--- TEXT SECTION ---
Dictionary of National Biography, 1885-1900/Mudge, Thomas
MUDGE, THOMAS (1717–1794), horologist, second son of Dr. Zachariah Mudge [q. v.], was born at Exeter in September 1717. Soon after his birth his father became master of the grammar school at Bideford, and there Thomas received his early education. The mechanism of watches, however, interested him much more than his school studies, and in 1731, when he was only fourteen, his father bound him apprentice to George Graham [q. v.], the successor of Thomas Tompion, the eminent watchmaker of Water Lane, Fleet Street. Graham formed a very high estimate of his pupil's ability. On the expiration of his articles Mudge took lodgings, and continued to work privately for some years. One of the best watchmakers of the time for whom he constantly worked was Ellicot. When the latter was requested to supply Ferdinand VI of Spain with an equation watch, Mudge was entrusted with the construction of the instrument, although Ellicot's name was attached to it when finished, in accordance with the usual practice. Subsequently, when explaining the action of the watch to some men of science, Ellicot had the misfortune to injure it, and, being unable to repair the damage himself, he had to return it to Mudge. This circumstance reached the ears of the Spanish king, who had a mania for mechanical inventions, and he employed Mudge to construct for him a much more elaborate chronometer. This watch, which was made in the crutch end of a cane, struck the hours and quarters by solar time, and the motions of the wheels at the time of striking were revealed by small sliding shutters. The king constantly spoke admiringly of the maker.

--- MATERIAL SUPPLIED ---

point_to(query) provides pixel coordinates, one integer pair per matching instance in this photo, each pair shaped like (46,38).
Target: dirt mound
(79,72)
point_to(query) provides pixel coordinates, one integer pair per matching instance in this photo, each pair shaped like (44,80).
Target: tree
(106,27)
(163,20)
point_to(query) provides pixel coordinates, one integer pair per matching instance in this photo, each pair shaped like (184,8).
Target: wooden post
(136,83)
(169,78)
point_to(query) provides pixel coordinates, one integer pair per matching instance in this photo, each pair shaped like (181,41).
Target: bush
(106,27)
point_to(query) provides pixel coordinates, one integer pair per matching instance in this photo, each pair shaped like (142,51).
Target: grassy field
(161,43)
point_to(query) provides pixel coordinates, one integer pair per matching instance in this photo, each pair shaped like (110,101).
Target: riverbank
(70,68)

--- TO BE DONE ---
Continue the dictionary entry on Thomas Mudge, starting after its last sentence.

--- TASK ANSWER ---
Mudge had been admitted a free clockmaker on 15 Jan. 1738. In 1750 he entered into partnership with a former fellow-apprentice, William Button, and took the old shop at No. 67 Fleet Street, where the firm constructed for Smeaton a fine watch, with a compensation curb, and also made Dr. Johnson his first watch in 1768. In 1760 Mudge was introduced to the Count Bruhl, envoy extraordinary from the court of Saxony, who henceforth became a steady patron. During his partnership he also invented the lever escapement, the first instrument to which this improvement was applied being a watch made for Queen Charlotte in 1770.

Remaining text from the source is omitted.